● **What this task involves**
Answer these questions from the Mittal profile, numbering your answers the same way:
1. From which college did Mittal graduate, and in what subject?
2. What price did Mittal pay for the Karmet Steel works in Temirtau?
3. In what year did Ispat International go public?

● **Supplied text**
Mittal is well known to turn sick steel companies into money spinners, something which has always amazed the industry and his peers. He has shown India’s hardworking middle class what they can achieve if they set a goal for. His business acumen, swift decision making ability and boldness has resulted in the spectacular amount of wealth.

Mittal has been a member of the board of directors of Goldman Sachs since 2008,and is also member of the board of directors of the European Aeronautic Defence and Space Company. He sits on the World Steel Association's executive committee,and is a member of the Indian Prime Minister’s Global Advisory Council, the Foreign Investment Council in Kazakhstan, the World Economic Forum’s International Business Council, and the Presidential International Advisory Board of Mozambique.

Let’s take a look at fifteen interesting facts about him and his life. 

1. Lakshmi Niwas Mittal was born on June 15, 1950 at Sadulpur, in Churu district of Rajasthan. His grandfather worked for one of the leading industrial firms, whereas his father was a businessman. The family relocated to Kolkata after his father joined a domestic steel company as a partner. He graduated in commerce from St. Xavier's College in Kolkata and joined the family business along with his two younger brothers Pramod Mittal and Vinod Mittal. Mittal’s joining of family’s company “Ispat” marked the turning point of his life.



2. Starting in Indonesia in 1975, he built a new mill on land his father held in Indonesia  which he then operated. Within a year, Mittal established Ispat International, a unit of his father’s company, in Indonesia and was focusing on running its operations.

“I realized that life is too short to build a steel company from scratch,” Mittal told Fortune in 2006.

According to Financial Times, this faith created 'the only true global steel company.' In addition it also fortified his reputation as a doctor of sick steel mills. 



3. He spent the late 1970s and early 1980s running the Indonesian mill for his family’s company. But starting in 1989 with a plant in Trinidad and Tobago, Mittal began purchasing and overhauling struggling steel mills in areas such as Mexico, Romania, and Ukraine,. In 1994, the Mittals split up the family business. Ispat International went public in 1997, and in 2004, Lakshmi integrated his privately held steel company, LNM Holdings, into Ispat for $13 billion—and Mittal Steel took shape.



4. In order to become a major player in the global steel market, Mittal turned to Kazakhstan. Mittal bought the country’s Karmet Steel works in Temirtau for just $400 million. The single acquisition turned out of be the wisest decision by Mittal since Kazakhstan shares a border with China, a country where the steel demand was about to rise. Later Lakshmi Mittal became a global steel producer with operations in 14 countries.



5. Visionary Mittal saw immense opportunity in the fragmented international steel industry that was crying out for consolidation. It was largely because lots of companies were owned by the governments and research and development was inexistent. The sector was characterized by acute over capacity, high indebtedness and steel prices that had hit rock bottom.

● **Given material**
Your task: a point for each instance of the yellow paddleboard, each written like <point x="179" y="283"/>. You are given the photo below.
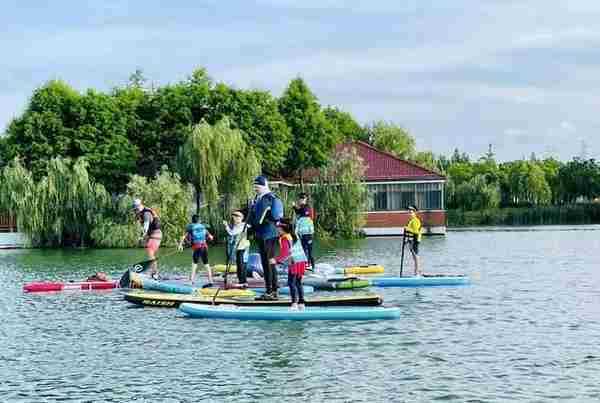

● **Exercise result**
1. St. Xavier's College in Kolkata, in commerce.
2. $400 million.
3. 1997.